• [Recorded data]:

# # # #

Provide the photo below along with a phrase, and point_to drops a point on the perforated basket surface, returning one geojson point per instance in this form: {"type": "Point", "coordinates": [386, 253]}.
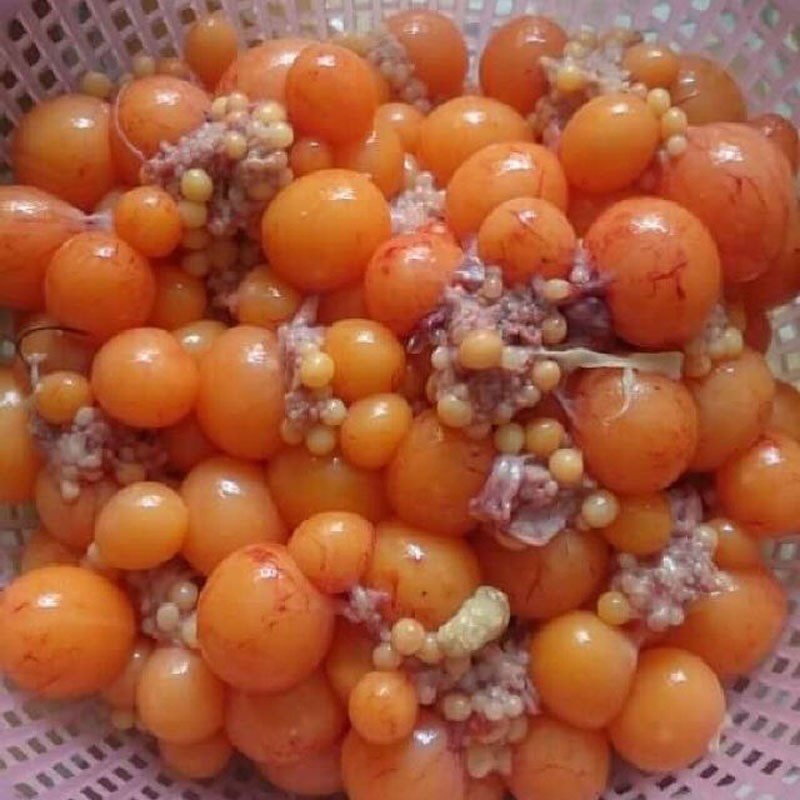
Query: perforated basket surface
{"type": "Point", "coordinates": [68, 752]}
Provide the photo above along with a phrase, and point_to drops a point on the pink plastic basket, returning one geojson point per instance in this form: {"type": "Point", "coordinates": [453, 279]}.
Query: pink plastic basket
{"type": "Point", "coordinates": [68, 752]}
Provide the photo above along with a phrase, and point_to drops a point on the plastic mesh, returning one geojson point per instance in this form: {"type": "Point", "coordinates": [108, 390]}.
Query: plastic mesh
{"type": "Point", "coordinates": [67, 752]}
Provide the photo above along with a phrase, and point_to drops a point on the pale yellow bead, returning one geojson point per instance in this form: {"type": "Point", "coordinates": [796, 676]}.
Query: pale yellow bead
{"type": "Point", "coordinates": [196, 239]}
{"type": "Point", "coordinates": [223, 253]}
{"type": "Point", "coordinates": [235, 144]}
{"type": "Point", "coordinates": [659, 101]}
{"type": "Point", "coordinates": [546, 375]}
{"type": "Point", "coordinates": [237, 102]}
{"type": "Point", "coordinates": [453, 412]}
{"type": "Point", "coordinates": [543, 436]}
{"type": "Point", "coordinates": [674, 122]}
{"type": "Point", "coordinates": [554, 329]}
{"type": "Point", "coordinates": [385, 657]}
{"type": "Point", "coordinates": [193, 215]}
{"type": "Point", "coordinates": [430, 652]}
{"type": "Point", "coordinates": [142, 66]}
{"type": "Point", "coordinates": [676, 145]}
{"type": "Point", "coordinates": [316, 370]}
{"type": "Point", "coordinates": [456, 707]}
{"type": "Point", "coordinates": [566, 466]}
{"type": "Point", "coordinates": [291, 434]}
{"type": "Point", "coordinates": [613, 608]}
{"type": "Point", "coordinates": [556, 290]}
{"type": "Point", "coordinates": [480, 349]}
{"type": "Point", "coordinates": [279, 135]}
{"type": "Point", "coordinates": [334, 412]}
{"type": "Point", "coordinates": [196, 264]}
{"type": "Point", "coordinates": [219, 108]}
{"type": "Point", "coordinates": [268, 112]}
{"type": "Point", "coordinates": [408, 636]}
{"type": "Point", "coordinates": [196, 185]}
{"type": "Point", "coordinates": [97, 84]}
{"type": "Point", "coordinates": [321, 440]}
{"type": "Point", "coordinates": [733, 342]}
{"type": "Point", "coordinates": [571, 78]}
{"type": "Point", "coordinates": [513, 358]}
{"type": "Point", "coordinates": [599, 509]}
{"type": "Point", "coordinates": [509, 438]}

# # # #

• [What is expected]: Can you restate all the records above word for word while dropping the pictures?

• [Solved exercise]:
Provide the photo below along with a phrase, and point_to drops a point on the perforated basket surface, returning one geojson point per instance in this form: {"type": "Point", "coordinates": [386, 253]}.
Query: perforated basket surface
{"type": "Point", "coordinates": [68, 752]}
Provide the photo above along with a phrase, and point_to drops a point on the pink plastic basket, returning one geojson point per instance in this form: {"type": "Point", "coordinates": [453, 279]}.
Query: pink plastic basket
{"type": "Point", "coordinates": [68, 752]}
Provide the photo above along with a phrase, and point_to drops a point on the plastic mesh, returning one geojson point per instance in this form: {"type": "Point", "coordinates": [108, 390]}.
Query: plastic mesh
{"type": "Point", "coordinates": [67, 752]}
Provide the photo above along with a phrase, and point_to drops a point on the pale yellow bead, returning one geojson point per instance in this form: {"type": "Point", "coordinates": [796, 676]}.
Query: pale yellow bead
{"type": "Point", "coordinates": [196, 239]}
{"type": "Point", "coordinates": [223, 253]}
{"type": "Point", "coordinates": [235, 144]}
{"type": "Point", "coordinates": [659, 101]}
{"type": "Point", "coordinates": [546, 375]}
{"type": "Point", "coordinates": [237, 102]}
{"type": "Point", "coordinates": [453, 412]}
{"type": "Point", "coordinates": [543, 436]}
{"type": "Point", "coordinates": [674, 122]}
{"type": "Point", "coordinates": [554, 329]}
{"type": "Point", "coordinates": [385, 657]}
{"type": "Point", "coordinates": [193, 215]}
{"type": "Point", "coordinates": [430, 652]}
{"type": "Point", "coordinates": [142, 66]}
{"type": "Point", "coordinates": [676, 145]}
{"type": "Point", "coordinates": [316, 370]}
{"type": "Point", "coordinates": [456, 707]}
{"type": "Point", "coordinates": [566, 466]}
{"type": "Point", "coordinates": [291, 434]}
{"type": "Point", "coordinates": [613, 608]}
{"type": "Point", "coordinates": [556, 290]}
{"type": "Point", "coordinates": [480, 349]}
{"type": "Point", "coordinates": [279, 135]}
{"type": "Point", "coordinates": [334, 412]}
{"type": "Point", "coordinates": [196, 264]}
{"type": "Point", "coordinates": [219, 108]}
{"type": "Point", "coordinates": [268, 112]}
{"type": "Point", "coordinates": [408, 636]}
{"type": "Point", "coordinates": [196, 185]}
{"type": "Point", "coordinates": [97, 84]}
{"type": "Point", "coordinates": [321, 440]}
{"type": "Point", "coordinates": [733, 342]}
{"type": "Point", "coordinates": [571, 78]}
{"type": "Point", "coordinates": [513, 358]}
{"type": "Point", "coordinates": [599, 509]}
{"type": "Point", "coordinates": [509, 438]}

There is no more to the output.